## Short problem
Rewrite the rows from the line containing "instance, sample <point>986,717</point>." down to the line containing "<point>592,359</point>", both lines included, with the requests kept as they are. Shift every coordinate in the answer points by -71, and leave the sample points in the requests unchanged.

## Dataset excerpt
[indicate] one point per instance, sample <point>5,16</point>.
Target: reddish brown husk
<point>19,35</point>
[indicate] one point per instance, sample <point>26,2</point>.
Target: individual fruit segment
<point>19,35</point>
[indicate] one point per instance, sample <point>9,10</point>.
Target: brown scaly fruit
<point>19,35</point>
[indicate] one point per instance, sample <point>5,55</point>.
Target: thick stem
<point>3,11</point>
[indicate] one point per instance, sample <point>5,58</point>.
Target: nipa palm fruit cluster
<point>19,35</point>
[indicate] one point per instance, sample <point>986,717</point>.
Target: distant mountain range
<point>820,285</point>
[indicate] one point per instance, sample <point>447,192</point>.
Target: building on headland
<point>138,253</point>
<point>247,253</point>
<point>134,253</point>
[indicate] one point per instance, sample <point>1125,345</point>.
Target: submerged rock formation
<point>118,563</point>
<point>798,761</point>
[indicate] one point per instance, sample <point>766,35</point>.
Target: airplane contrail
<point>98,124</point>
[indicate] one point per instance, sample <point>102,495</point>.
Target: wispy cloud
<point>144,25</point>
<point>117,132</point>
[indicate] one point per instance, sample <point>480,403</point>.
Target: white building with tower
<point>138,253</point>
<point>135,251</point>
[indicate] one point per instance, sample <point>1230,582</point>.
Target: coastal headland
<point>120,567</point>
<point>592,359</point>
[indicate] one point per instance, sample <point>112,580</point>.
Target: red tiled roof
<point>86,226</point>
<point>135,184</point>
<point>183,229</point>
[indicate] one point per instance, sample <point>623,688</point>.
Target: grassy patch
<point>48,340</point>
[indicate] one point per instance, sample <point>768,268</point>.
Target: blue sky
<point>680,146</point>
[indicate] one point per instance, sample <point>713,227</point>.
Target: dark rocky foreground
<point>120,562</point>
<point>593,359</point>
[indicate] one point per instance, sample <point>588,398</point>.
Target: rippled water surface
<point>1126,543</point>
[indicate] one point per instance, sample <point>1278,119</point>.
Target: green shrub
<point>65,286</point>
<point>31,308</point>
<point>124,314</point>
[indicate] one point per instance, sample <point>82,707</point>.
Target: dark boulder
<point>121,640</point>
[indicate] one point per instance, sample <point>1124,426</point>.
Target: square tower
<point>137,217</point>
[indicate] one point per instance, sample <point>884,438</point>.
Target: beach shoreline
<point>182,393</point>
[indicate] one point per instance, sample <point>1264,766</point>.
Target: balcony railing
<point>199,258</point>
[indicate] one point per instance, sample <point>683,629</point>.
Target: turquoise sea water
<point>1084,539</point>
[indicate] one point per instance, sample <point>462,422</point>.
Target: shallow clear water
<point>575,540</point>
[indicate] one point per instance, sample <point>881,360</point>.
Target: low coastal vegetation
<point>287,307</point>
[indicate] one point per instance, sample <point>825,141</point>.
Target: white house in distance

## Response
[indicate] one point per instance, sample <point>986,717</point>.
Target: distant mountain range
<point>749,214</point>
[indicate] one point per instance, sample <point>447,192</point>.
Target: building on headland
<point>67,182</point>
<point>176,182</point>
<point>63,182</point>
[indicate] one point per instance, sample <point>1125,345</point>.
Target: submerged rock formation
<point>47,492</point>
<point>727,690</point>
[indicate] one point per instance, sample <point>766,35</point>.
Target: airplane contrail
<point>27,53</point>
[indicate] one point per instance, sample <point>102,495</point>.
Target: wispy cloud
<point>73,-46</point>
<point>46,61</point>
[indicate] one point per instance, sample <point>480,403</point>.
Target: white building with tower
<point>67,182</point>
<point>64,180</point>
[indicate] one point per instance, sample <point>1230,582</point>.
Target: coastal headland
<point>49,496</point>
<point>521,288</point>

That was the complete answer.